Upon the occurrence of an Event of Default (under and as defined in the Credit Agreement) (each a “Default” hereunder), then Bank may, at its option and without prior notice to the undersigned (or any of them), cease advancing money or extending credit to or for the benefit of the undersigned under this Note or any other agreement between the undersigned and Bank, terminate this Note as to any future liability or obligation of Bank, but without affecting Bank's rights and security interests in any Collateral and the Indebtedness of the undersigned to Bank, declare any or all of the Indebtedness to be immediately due and payable (notwithstanding any provisions contained in the evidence of it to the contrary), sell or liquidate all or any portion of the Collateral, set off against the Indebtedness any amounts owing by the Bank to the undersigned (or any of them), charge interest at the default rate provided in the document evidencing the relevant Indebtedness and exercise any one or more of the rights and remedies granted to the Bank by any agreement with the undersigned (or any of them) or given to it under applicable law. In addition, if this Note is secured by a deed of trust or mortgage covering real property, then the trustor or mortgagor shall not mortgage or pledge the mortgaged premises as security for any other indebtedness or obligations. This Note, together with all other indebtedness secured by said deed of trust or mortgage, shall become due and payable immediately, without notice, at the option of the Bank, (i) if said trustor or mortgagor shall mortgage or pledge the mortgaged premises for any other indebtedness or obligations or shall convey, assign or transfer the mortgaged premises by deed, installment sale contract or other instrument, or (ii) if the title to the mortgaged premises shall become vested in any other person or party in any manner whatsoever, or (iii) if there is any disposition (through one or more transactions) of legal or beneficial title to a controlling interest of said trustor or mortgagor.

*Listed records*:
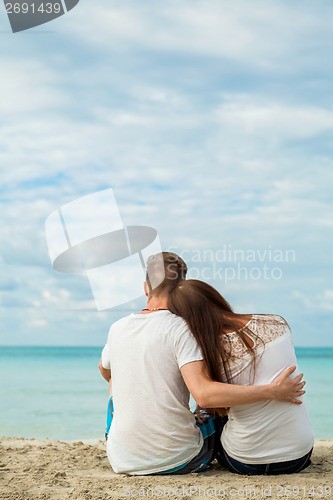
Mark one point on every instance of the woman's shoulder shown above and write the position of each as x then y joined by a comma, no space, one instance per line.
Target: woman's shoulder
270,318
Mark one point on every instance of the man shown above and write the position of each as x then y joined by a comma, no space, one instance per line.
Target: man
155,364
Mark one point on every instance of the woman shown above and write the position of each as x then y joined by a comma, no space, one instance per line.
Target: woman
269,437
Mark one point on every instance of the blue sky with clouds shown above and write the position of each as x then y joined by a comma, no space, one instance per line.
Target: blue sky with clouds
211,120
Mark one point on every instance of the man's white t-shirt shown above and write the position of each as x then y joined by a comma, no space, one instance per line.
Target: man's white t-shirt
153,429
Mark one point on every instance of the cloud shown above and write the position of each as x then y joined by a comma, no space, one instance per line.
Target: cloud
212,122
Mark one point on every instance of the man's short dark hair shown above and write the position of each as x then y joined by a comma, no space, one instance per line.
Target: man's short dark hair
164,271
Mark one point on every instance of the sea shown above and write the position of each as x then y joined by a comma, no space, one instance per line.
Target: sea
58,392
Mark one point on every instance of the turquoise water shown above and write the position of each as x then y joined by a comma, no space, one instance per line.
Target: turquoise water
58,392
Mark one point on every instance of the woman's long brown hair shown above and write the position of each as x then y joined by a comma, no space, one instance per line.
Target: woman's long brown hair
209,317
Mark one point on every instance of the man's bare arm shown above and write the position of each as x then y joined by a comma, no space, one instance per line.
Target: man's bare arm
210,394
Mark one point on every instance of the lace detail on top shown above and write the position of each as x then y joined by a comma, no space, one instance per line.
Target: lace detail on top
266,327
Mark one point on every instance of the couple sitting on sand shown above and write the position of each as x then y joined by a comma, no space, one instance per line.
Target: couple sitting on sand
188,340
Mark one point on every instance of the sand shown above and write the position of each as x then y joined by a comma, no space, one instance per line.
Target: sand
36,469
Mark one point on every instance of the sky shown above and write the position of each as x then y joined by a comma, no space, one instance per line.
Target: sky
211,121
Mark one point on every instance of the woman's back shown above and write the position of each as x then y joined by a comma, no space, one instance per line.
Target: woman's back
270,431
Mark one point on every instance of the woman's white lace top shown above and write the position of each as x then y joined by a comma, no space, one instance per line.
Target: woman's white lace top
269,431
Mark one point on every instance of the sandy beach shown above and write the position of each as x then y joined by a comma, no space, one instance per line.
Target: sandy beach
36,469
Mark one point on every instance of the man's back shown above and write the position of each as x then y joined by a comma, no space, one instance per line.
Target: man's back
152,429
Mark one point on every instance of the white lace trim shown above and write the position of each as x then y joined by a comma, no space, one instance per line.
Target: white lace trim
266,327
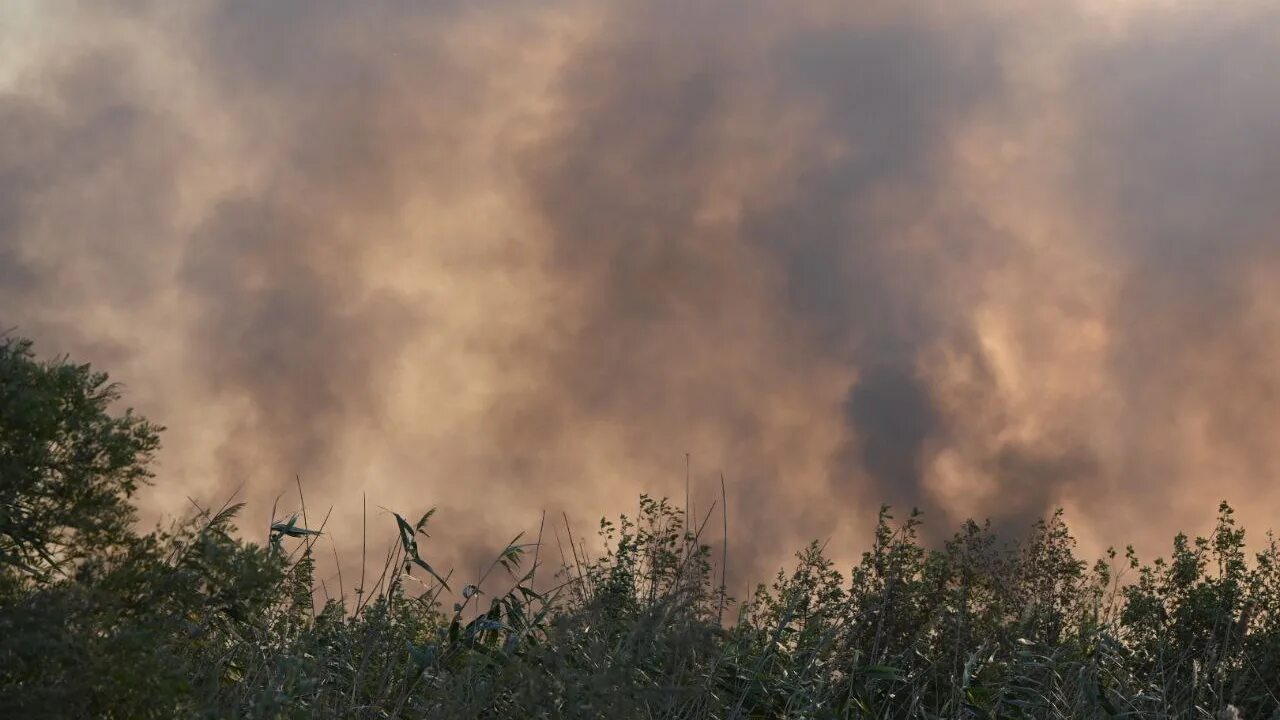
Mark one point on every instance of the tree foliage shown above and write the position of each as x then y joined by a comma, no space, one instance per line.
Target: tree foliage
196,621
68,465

* * *

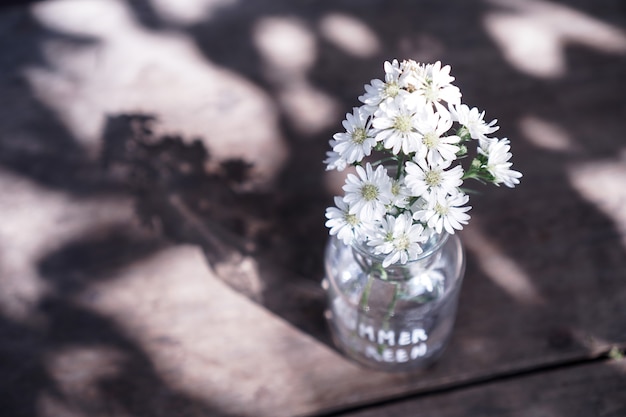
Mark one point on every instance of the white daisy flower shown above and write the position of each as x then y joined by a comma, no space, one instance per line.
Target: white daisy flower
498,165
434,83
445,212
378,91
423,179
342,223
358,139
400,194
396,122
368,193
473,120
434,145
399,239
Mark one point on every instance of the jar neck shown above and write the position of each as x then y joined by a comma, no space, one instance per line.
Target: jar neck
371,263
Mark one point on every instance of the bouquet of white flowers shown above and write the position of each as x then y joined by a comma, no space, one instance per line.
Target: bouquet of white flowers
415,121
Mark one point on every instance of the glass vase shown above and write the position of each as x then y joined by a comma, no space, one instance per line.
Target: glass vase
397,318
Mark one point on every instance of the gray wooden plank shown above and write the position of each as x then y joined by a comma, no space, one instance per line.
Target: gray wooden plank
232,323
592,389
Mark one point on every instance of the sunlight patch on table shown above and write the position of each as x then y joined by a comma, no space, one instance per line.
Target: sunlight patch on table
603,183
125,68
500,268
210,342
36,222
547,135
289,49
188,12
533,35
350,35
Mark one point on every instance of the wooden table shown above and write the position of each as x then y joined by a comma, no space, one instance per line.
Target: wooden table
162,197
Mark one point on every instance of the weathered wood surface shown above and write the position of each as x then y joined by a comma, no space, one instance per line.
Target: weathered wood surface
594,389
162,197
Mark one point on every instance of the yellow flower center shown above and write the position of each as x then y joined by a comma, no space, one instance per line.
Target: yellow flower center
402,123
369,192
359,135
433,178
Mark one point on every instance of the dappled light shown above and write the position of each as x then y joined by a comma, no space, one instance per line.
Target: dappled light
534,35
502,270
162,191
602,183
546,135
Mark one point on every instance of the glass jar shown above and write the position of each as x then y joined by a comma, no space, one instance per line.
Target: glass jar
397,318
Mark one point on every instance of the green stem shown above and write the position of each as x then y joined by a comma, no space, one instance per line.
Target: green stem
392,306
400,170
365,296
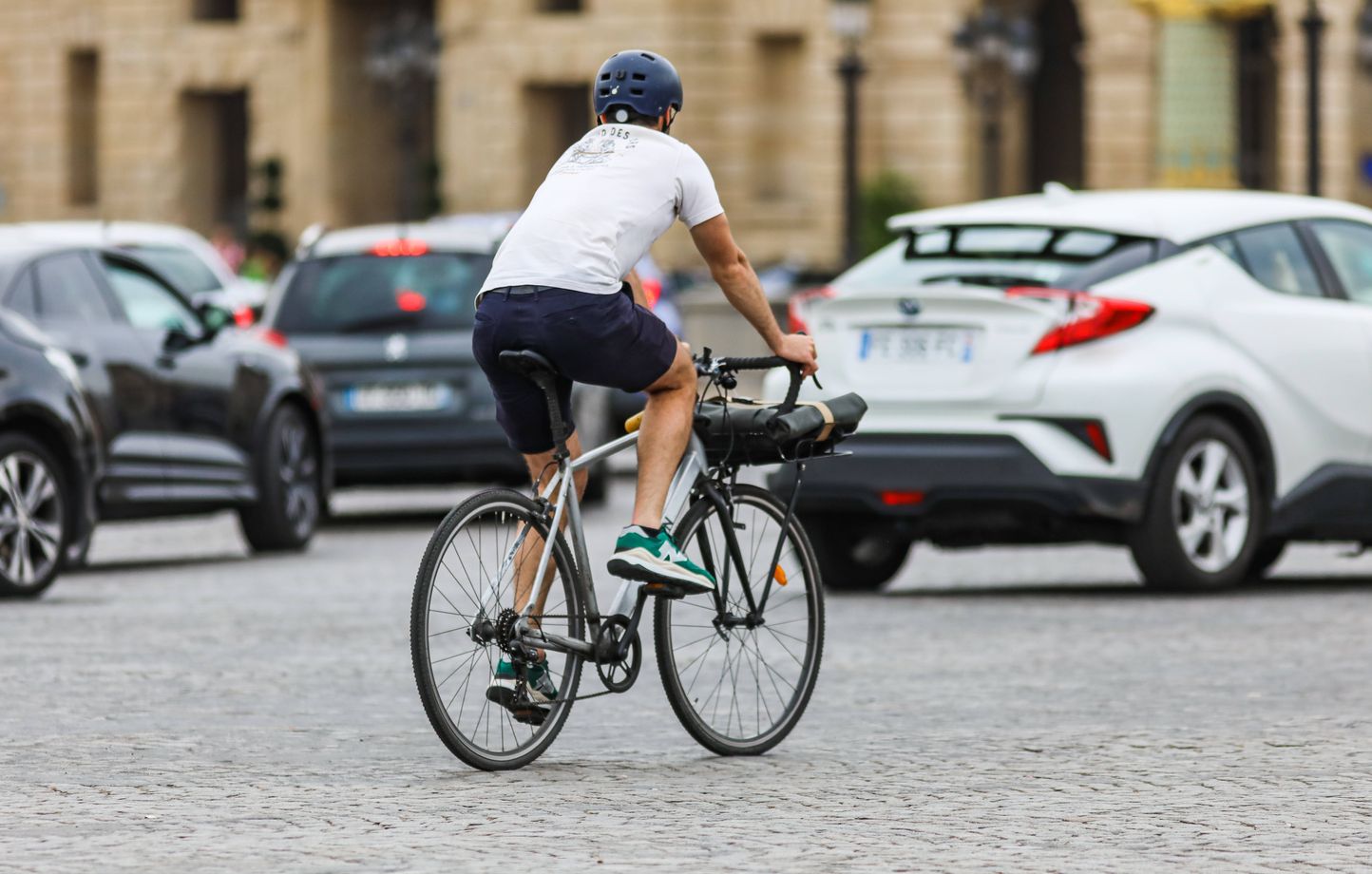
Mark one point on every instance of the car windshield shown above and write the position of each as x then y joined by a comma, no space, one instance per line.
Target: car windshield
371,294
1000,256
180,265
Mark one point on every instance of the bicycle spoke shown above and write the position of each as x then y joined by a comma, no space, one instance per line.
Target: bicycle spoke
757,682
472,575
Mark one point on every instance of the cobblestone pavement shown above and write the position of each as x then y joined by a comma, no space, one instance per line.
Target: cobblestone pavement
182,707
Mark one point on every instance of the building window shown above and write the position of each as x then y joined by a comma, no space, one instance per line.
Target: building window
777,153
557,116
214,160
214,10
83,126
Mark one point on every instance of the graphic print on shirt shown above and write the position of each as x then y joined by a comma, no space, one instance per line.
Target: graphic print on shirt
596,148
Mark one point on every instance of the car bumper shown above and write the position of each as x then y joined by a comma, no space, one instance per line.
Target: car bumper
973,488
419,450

*Problems*:
(A) According to the default provision, at what rate may Bank charge interest after a Default?
(B) Count the lines of the records that contain the string "surface", treating uppercase and lowercase as different, and give only the number.

*Outputs by task*:
(A) At the default rate provided in the document evidencing the relevant Indebtedness.

(B) 2